Dataset entries -
## begin
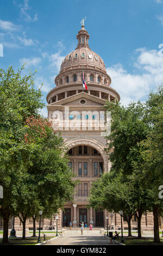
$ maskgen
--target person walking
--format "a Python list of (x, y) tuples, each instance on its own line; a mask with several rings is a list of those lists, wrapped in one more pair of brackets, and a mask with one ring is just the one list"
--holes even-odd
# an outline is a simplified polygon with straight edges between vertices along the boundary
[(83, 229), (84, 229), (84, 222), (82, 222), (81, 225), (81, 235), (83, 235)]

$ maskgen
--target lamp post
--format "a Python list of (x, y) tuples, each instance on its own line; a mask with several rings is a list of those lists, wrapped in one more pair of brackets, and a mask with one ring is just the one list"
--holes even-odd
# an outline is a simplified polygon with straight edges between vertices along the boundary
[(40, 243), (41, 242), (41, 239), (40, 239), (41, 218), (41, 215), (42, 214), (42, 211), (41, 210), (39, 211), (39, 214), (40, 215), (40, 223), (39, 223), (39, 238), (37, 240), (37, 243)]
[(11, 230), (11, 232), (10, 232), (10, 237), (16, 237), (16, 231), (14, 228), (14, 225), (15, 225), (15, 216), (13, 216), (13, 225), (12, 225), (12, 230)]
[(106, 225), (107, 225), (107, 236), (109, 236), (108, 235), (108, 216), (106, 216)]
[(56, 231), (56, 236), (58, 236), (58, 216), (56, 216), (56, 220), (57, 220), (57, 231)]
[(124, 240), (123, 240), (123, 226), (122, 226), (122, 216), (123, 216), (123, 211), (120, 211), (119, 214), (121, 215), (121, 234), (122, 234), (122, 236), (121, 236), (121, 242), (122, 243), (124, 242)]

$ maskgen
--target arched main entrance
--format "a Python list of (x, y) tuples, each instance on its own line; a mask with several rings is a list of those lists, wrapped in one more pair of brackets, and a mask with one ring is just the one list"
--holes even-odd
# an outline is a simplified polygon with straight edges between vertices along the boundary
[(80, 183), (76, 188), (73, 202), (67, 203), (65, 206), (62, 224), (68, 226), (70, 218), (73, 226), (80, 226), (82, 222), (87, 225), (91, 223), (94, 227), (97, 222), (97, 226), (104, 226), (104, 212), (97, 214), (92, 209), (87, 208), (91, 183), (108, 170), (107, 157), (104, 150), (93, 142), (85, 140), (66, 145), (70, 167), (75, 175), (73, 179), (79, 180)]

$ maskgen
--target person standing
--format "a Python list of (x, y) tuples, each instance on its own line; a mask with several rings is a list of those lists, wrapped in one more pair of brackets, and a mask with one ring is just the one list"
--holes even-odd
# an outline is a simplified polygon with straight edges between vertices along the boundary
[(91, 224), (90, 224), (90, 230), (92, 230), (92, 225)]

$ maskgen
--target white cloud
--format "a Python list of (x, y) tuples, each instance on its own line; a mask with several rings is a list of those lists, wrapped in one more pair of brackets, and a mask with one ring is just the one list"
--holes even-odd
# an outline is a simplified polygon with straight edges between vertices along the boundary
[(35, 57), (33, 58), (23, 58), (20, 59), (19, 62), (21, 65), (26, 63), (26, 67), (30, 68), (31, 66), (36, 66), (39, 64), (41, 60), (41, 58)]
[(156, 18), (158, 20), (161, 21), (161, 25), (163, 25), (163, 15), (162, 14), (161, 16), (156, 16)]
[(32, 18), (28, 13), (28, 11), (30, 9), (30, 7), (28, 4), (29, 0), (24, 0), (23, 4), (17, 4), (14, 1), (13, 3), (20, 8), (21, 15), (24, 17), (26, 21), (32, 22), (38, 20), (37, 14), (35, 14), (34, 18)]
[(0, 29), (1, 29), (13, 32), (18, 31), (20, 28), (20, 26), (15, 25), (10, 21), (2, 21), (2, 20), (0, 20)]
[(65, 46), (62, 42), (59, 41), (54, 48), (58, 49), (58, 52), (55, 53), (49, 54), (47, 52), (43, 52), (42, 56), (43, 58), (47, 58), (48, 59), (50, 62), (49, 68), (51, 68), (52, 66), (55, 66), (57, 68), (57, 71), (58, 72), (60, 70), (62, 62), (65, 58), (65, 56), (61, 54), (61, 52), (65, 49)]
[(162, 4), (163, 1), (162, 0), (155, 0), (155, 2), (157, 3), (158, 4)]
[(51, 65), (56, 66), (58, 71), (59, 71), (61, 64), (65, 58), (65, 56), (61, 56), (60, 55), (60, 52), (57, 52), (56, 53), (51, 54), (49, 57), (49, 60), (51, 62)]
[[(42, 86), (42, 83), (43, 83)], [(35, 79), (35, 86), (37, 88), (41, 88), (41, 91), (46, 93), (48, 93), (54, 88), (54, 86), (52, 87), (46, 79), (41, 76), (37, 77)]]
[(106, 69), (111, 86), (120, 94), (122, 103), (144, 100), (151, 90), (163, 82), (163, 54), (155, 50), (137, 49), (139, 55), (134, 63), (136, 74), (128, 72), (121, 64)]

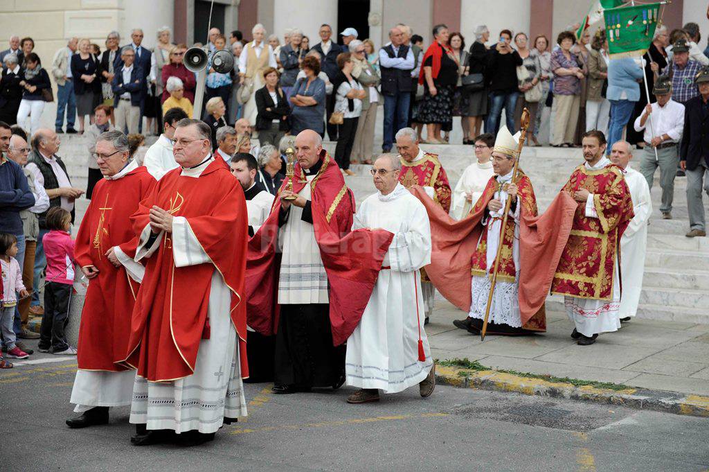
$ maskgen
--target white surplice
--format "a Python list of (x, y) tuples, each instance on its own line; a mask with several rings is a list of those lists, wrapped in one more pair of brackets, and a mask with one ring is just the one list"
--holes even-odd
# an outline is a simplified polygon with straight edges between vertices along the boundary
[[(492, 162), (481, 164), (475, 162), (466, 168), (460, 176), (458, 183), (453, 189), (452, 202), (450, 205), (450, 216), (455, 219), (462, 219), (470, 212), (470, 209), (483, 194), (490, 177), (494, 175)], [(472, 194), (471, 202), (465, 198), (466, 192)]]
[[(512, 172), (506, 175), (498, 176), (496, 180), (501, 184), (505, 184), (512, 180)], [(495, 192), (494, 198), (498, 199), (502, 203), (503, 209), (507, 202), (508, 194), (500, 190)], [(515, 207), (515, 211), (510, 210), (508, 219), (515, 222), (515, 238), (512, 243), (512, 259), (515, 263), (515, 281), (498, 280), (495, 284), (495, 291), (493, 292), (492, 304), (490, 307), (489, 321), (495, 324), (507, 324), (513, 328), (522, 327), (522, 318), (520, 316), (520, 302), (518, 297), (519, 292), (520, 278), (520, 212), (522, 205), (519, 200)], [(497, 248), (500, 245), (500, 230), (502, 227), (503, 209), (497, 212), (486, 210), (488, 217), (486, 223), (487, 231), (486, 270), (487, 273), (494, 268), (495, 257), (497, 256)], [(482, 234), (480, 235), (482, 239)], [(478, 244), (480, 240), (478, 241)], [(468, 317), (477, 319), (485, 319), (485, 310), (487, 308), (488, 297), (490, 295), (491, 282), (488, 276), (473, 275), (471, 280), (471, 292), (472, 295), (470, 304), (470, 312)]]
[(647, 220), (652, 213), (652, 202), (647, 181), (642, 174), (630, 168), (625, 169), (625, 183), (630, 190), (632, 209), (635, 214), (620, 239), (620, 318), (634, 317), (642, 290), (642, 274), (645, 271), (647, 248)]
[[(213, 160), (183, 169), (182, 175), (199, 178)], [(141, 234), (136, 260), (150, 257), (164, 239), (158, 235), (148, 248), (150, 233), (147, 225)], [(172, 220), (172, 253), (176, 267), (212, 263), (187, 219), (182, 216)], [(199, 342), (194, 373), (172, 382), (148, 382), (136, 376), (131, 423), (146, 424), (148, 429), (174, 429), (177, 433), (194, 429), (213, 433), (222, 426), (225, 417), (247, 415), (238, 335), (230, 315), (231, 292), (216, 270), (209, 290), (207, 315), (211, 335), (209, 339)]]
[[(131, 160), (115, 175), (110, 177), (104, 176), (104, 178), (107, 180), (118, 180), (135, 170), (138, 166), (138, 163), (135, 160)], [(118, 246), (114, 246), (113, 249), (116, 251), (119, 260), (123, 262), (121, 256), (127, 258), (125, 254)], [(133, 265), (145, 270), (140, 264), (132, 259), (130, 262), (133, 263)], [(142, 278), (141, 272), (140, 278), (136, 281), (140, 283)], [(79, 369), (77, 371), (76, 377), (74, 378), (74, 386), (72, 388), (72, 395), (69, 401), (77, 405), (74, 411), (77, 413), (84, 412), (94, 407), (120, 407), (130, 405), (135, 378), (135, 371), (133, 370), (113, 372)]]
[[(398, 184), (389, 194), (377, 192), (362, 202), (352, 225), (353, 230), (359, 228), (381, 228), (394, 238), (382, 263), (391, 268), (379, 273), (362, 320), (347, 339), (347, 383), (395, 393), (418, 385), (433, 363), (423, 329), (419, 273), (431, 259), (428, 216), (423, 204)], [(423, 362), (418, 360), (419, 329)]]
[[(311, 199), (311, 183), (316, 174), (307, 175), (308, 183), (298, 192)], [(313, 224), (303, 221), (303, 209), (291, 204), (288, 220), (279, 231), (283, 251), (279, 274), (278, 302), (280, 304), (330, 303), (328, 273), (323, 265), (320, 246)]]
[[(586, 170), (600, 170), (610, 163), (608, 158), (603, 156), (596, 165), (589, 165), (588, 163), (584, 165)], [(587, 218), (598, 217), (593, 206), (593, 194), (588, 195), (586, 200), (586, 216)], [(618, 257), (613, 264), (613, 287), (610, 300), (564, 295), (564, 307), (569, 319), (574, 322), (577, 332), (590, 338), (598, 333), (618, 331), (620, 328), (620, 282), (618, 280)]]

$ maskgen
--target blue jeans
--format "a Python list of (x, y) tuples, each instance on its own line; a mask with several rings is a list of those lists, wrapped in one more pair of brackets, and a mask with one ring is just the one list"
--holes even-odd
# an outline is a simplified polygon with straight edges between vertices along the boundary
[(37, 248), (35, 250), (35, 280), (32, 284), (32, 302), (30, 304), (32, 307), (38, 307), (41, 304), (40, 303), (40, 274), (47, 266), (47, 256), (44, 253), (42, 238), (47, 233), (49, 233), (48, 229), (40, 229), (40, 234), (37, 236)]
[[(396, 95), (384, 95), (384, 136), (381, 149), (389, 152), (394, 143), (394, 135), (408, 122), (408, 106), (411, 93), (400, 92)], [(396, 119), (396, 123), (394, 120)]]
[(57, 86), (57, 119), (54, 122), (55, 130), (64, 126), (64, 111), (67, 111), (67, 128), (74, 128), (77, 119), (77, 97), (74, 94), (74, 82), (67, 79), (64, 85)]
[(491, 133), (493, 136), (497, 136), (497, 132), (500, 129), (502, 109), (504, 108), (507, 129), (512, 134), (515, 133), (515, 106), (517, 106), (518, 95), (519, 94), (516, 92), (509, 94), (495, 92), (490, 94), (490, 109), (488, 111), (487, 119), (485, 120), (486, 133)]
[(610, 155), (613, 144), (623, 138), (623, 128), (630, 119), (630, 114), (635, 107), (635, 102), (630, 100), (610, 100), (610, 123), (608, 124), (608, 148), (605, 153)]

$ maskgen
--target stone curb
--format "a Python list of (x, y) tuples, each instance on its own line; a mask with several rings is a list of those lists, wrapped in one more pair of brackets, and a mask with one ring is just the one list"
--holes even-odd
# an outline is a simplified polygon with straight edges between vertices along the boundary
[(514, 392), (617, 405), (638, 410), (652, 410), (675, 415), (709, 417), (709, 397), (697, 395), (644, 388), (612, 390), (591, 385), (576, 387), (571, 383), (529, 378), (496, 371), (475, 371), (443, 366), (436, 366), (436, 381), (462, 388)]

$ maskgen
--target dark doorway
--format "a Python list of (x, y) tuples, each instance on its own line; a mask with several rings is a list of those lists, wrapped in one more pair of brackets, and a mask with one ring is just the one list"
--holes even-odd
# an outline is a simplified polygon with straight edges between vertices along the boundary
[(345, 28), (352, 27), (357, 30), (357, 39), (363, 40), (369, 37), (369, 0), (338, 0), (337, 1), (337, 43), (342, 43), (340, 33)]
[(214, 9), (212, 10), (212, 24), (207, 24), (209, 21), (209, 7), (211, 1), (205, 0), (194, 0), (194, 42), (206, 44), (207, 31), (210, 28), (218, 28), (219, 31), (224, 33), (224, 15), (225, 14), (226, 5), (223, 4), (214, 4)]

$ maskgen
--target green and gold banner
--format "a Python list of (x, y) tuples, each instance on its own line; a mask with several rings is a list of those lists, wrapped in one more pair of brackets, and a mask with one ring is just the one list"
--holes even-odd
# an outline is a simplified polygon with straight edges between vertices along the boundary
## end
What is being asked -
Reproduce the stretch from the start of the data through the line containing "235), (83, 235)]", both ends included, word for word. Leave the pictures out of your answer.

Solved problem -
$ maskgen
--target person walking
--format "a Python list of (x, y) tuples, each instance on its own line; a mask with several rings is a list of those lists, wrapped in one more pair of brackets, and a mask with one ring is just the one list"
--holes even-odd
# an outline is a simplified polygon with straight edges between vertices along the boundary
[(83, 229), (84, 229), (84, 222), (82, 222), (81, 225), (81, 235), (83, 235)]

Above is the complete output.